WHAT YOU WILL DO
Copy out every line of the records below that contains the string "rough", treating uppercase and lowercase as different.

INFORMATION GIVEN

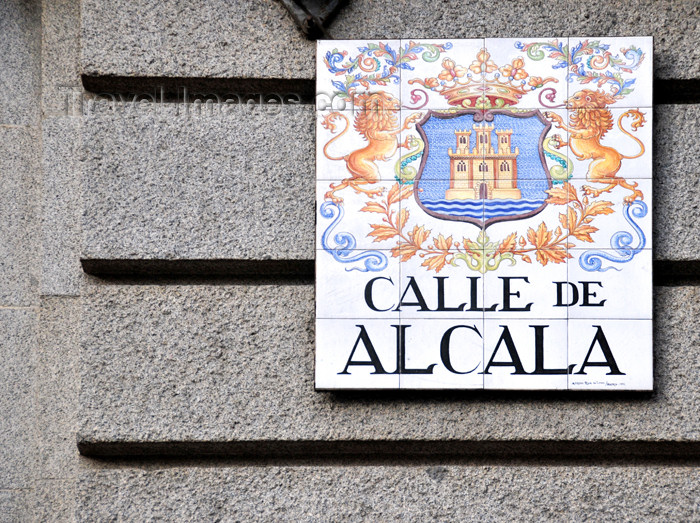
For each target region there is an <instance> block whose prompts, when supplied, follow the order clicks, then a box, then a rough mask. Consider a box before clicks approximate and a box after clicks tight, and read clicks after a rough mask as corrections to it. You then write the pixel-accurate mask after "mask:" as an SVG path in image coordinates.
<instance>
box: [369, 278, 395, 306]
mask: <svg viewBox="0 0 700 523" xmlns="http://www.w3.org/2000/svg"><path fill="white" fill-rule="evenodd" d="M377 280H387V281H388V282H389V283H391V284H392V285H394V282H393V281H391V278H386V277H384V276H377V277H376V278H372V279H371V280H369V281H368V282H367V285H365V303H367V307H369V308H370V309H372V310H373V311H377V312H386V311H389V310H391V308H392V307H393V305H391V306H389V308H388V309H378V308H377V307H376V306H375V305H374V300H373V299H372V290H373V288H374V282H375V281H377Z"/></svg>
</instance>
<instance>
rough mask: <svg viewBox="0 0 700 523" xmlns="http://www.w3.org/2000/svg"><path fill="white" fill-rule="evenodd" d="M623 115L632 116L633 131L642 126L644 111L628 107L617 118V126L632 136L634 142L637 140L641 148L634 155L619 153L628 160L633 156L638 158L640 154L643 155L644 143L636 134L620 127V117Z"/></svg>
mask: <svg viewBox="0 0 700 523" xmlns="http://www.w3.org/2000/svg"><path fill="white" fill-rule="evenodd" d="M625 116H631V117H633V118H634V121H633V122H632V130H633V131H636V130H637V129H639V128H640V127H641V126H643V125H644V123H645V122H646V119H645V118H644V113H640V112H639V111H638V110H637V109H630V110H629V111H625V112H624V113H622V114H621V115H620V117H619V118H618V119H617V126H618V127H619V128H620V130H621V131H622V132H623V133H625V134H626V135H627V136H629V137H630V138H632V139H633V140H634V141H635V142H637V143H638V144H639V147H640V148H641V150H640V151H639V153H638V154H636V155H634V156H625V155H624V154H622V155H621V156H622V157H623V158H626V159H628V160H633V159H634V158H639V157H640V156H641V155H643V154H644V151H645V149H644V144H643V143H642V141H641V140H640V139H639V138H637V137H636V136H633V135H632V134H631V133H630V132H629V131H627V130H625V128H624V127H622V119H623V118H624V117H625Z"/></svg>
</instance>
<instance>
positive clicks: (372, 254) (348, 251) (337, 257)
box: [319, 202, 389, 272]
mask: <svg viewBox="0 0 700 523" xmlns="http://www.w3.org/2000/svg"><path fill="white" fill-rule="evenodd" d="M319 211H320V213H321V216H323V217H324V218H328V219H333V221H332V222H331V224H330V225H329V226H328V227H327V228H326V230H325V231H323V234H322V235H321V246H322V247H323V250H324V251H326V252H328V253H330V254H331V256H333V258H334V259H335V260H336V261H338V262H340V263H355V262H363V263H364V267H346V268H345V270H346V271H361V272H367V271H373V272H377V271H382V270H384V269H386V267H387V265H388V264H389V260H388V259H387V257H386V255H385V254H384V253H382V252H380V251H353V249H354V248H355V246H356V245H357V240H355V237H354V236H353V235H352V234H350V233H349V232H339V233H336V234H335V235H334V236H333V242H335V244H336V245H335V246H331V244H330V241H329V240H330V239H331V234H332V232H333V229H335V227H336V226H337V225H338V224H339V223H340V221H341V220H342V219H343V216H345V211H344V210H343V206H342V205H338V204H336V203H333V202H324V203H323V204H321V208H320V209H319Z"/></svg>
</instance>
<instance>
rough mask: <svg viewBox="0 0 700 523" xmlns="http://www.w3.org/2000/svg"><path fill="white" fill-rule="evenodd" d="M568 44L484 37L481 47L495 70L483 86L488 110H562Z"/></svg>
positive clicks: (529, 38) (567, 92) (565, 85)
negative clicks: (487, 101) (529, 109)
mask: <svg viewBox="0 0 700 523" xmlns="http://www.w3.org/2000/svg"><path fill="white" fill-rule="evenodd" d="M568 42H569V39H568V38H566V37H562V38H487V39H486V41H485V47H486V50H487V52H488V53H489V54H490V57H491V60H493V62H494V63H495V64H496V66H497V67H498V69H497V70H495V71H494V72H493V78H491V79H490V80H487V81H486V83H485V94H486V96H487V97H488V99H489V100H490V102H491V103H490V106H491V107H492V108H500V107H504V106H505V107H507V106H514V105H517V106H518V107H522V108H529V109H541V110H545V109H550V110H551V109H555V108H560V107H564V105H565V103H566V99H567V93H568V90H567V89H568V84H567V80H566V77H567V72H568V66H569V61H568V60H569V57H568Z"/></svg>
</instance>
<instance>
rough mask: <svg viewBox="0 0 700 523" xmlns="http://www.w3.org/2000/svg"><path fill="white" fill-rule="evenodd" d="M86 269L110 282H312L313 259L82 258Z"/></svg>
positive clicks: (84, 269)
mask: <svg viewBox="0 0 700 523" xmlns="http://www.w3.org/2000/svg"><path fill="white" fill-rule="evenodd" d="M81 263H82V266H83V270H84V271H85V272H86V273H87V274H90V275H92V276H96V277H98V278H101V279H103V280H105V281H107V282H111V281H114V282H118V283H127V284H128V283H134V284H145V283H151V282H153V283H178V284H180V283H193V284H197V283H202V284H207V283H218V282H226V281H239V280H244V281H246V282H248V283H255V282H256V281H260V282H261V283H264V282H267V281H269V280H280V279H281V280H293V281H299V282H300V283H313V281H314V260H96V259H90V260H81Z"/></svg>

RESPONSE TO THE EXERCISE
For each target region there is an <instance> block whose prompts, when supplied, follow the order clicks, then a box, then a rough mask. Consider a box before clicks approximate and a box after clicks tight, and read clicks after a rough mask as corrections to it. You then write the pixel-accurate mask after "mask:" as an SVG path in image coordinates.
rough mask: <svg viewBox="0 0 700 523" xmlns="http://www.w3.org/2000/svg"><path fill="white" fill-rule="evenodd" d="M623 115L632 116L633 131L642 126L644 111L628 107L617 118V126L632 136L634 142L637 140L641 148L634 155L619 153L628 160L633 156L638 158L640 154L643 155L644 143L636 134L620 127V117Z"/></svg>
rough mask: <svg viewBox="0 0 700 523" xmlns="http://www.w3.org/2000/svg"><path fill="white" fill-rule="evenodd" d="M568 44L484 37L481 47L495 70L483 86L488 110H562Z"/></svg>
rough mask: <svg viewBox="0 0 700 523" xmlns="http://www.w3.org/2000/svg"><path fill="white" fill-rule="evenodd" d="M86 269L110 282H312L313 259L82 258Z"/></svg>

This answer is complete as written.